**Excerpted passage:**
================

# Hours of Work at sea



## Cap'n Pete (Feb 27, 2006)

From today's Fairplay email news

Study makes fatigue recommendations
CARDIFF 30 November – Excessive working hours continues to be a problem for the shipping industry, a major research study has concluded, but there is no simple solution. The six-year study found that almost half the seafarers who took part were working 85 hours or more each week; that working hours had increased over the past 10 years despite regulations intended to combat fatigue; and that one in four admitted to having fallen asleep while on watch. However, a range of strategies will be needed to prevent or manage fatigue because of the different profiles of fatigue risk factors in different working groups. Recommendations included looking again at how working hours are recorded because current methods are not effective; building fatigue awareness into established health and safety training courses; and developing a checklist-style auditing tool that would help to assess work characteristics known to be risk factors for fatigue and subjective experience of these factors. Brian Orrell, general secretary of officers’ union Nautilus UK called for “a radical and urgent response from the government”, while Mary Martyn, head of the Maritime & Coastguard Agency’s health and safety branch, commented that the agency agreed that a co-operative approach is needed, involving regulators, shipping companies and seafarers. The study was co-sponsored by the MCA and the Health & Safety Executive, with support from Nautilus UK and the Seafarers’ International Research Centre, and was carried out by a team from the Centre for Occupational and Health Psychology at Cardiff University.


----------



## James_C (Feb 17, 2005)

A lengthier article and the actual report is on the NAUTILUS (formerly NUMAST) website.
It confirms what all Seamen have known for a long long time.
What will the Government and IMO do about it?
Nothing of course.


----------



## JoK (Nov 12, 2006)

And how you address things like adverse weather? I've been on ships where you catnapped for days on end. That is after the 12-14 hour days.


----------



## James_C (Feb 17, 2005)

This has nothing to do with exceptional cir***stances like adverse weather or fog.
This has all to do with complete inadequate manning onboard, on ships with 2 or 3 ABs, on tankers in and out of port every day with the 2nd and 3rd Mates on constant 6 on/6 off with mooring ops and PMs on top of that, and doing the same thing for 4-5 months (and longer at a time).
This applies to all ships and companies. It is a major problem. Much discussion of late has been about the Emma Maersk with 13 crew. That's ok if ports are weeks apart (which they are for her), but that's the exception rather than the rule.


----------



## JoK (Nov 12, 2006)

I guess I didn't consider the N Atlantic and fog exceptional cir***stances. 

I was dumbfounded when I read that about the new Maersk boat.


----------



## Derek Roger (Feb 19, 2005)

"A " Articles . 
Sign On - Stay On - Sign Off ( No overtime ; but we did get a days leave for each Sunday at Sea .

Oh Happy Days 
Derek


----------



## Geoff_E (Nov 24, 2006)

James_C said:


> This has nothing to do with exceptional cir***stances like adverse weather or fog.

================

**Material provided:**
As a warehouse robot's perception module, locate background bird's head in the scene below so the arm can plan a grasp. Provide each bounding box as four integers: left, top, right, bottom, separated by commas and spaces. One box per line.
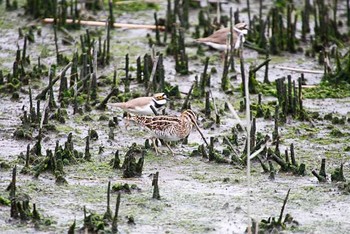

================

**What the exercise asks:** Pick up the forum thread on working hours at sea after its last quoted sentence and write the next part of the thread.

**Reply:**
> This has all to do with complete inadequate manning onboard, on ships with 2 or 3 ABs, on tankers in and out of port every day with the 2nd and 3rd Mates on constant 6 on/6 off with mooring ops and PMs on top of that, and doing the same thing for 4-5 months (and longer at a time).
> This applies to all ships and companies. It is a major problem. Much discussion of late has been about the Emma Maersk with 13 crew. That's ok if ports are weeks apart (which they are for her), but that's the exception rather than the rule.


Well said James, that's pretty much the root of the whole problem! It's more than a bit disingenuous to be setting up studies etc. when the shipowners are constantly trumpetting on about the need to "reduce manning costs". That translates exactly as cheaper, more compliant personnel, which brings all sorts of other problems in it's wake.(See the threads on criminalisation etc.)

I see NUMAST have re-branded themselves as Nautilus and are still making the same ineffectual splutterings as they've been for the last 20 odd years! The IMO was quick enough to bring in ISPS (ineffective as it is) when the US started shaking the tree. They don't seem to have a mind to address the basics properly. Do I smell vested interests somewhere?


----------



## Pompeyfan (Aug 9, 2005)

When Occupational Health and Health Psychology is involved I always worry. No disrespect to my professional colleagues, but it takes neither of these professions to work out the bleeding obvious in other professions nautical or otherwise.  The best people to do this are those who work in a particular profession. But of course they would be seen as biassed because the object of this exercise is to save money and that is the same in all professions from nautical to the NHS. Certainly in the NHS when our department was researched by time and motion studies the people wandering around with their clipboards knew nothing about the workings of my department. We spent years learning the basics then had to listen to some unqualified twit telling us how we could do it quicker, or with less staff.

Sadly things will go wrong if governments ignore the true experts, and a ship will be in trouble if it has not already happened. Indeed, it has been happening in the NHS for some time due to reduction in staff, many highly qualified being made redundant. People are already dying as a result, but it rarely makes the headlines.

Fatigue can affect different people in different ways. Some thrive on long hours and stress and need little rest before they are back on duty. Others need at least 8 hours rest. You cannot generalize shift patterns with research and time and motions studies etc in order to reduce staff because each individual is different. The same goes for speed. One person in my department may get through more slides under the microscope than others, but that does not mean they are more efficient. So when the slow worker is forced to speed up by the time and motion people, mistakes occur. We do not need a Pscychologist to tell us something that is basic comon sense.

Finally, when I was at sea myself, I was on call 24 hours a day 7 days a week for the period of articles which was 8 months at one time. It didn't seem to bother me in those days, but it would have not have been so disastrous if I had nodded off than those on the bridge. David


----------



## James_C (Feb 17, 2005)

Legally, when you sign articles today you sign on for 12 months, so it's perfectly legal for them to keep you onboard longer than you're due.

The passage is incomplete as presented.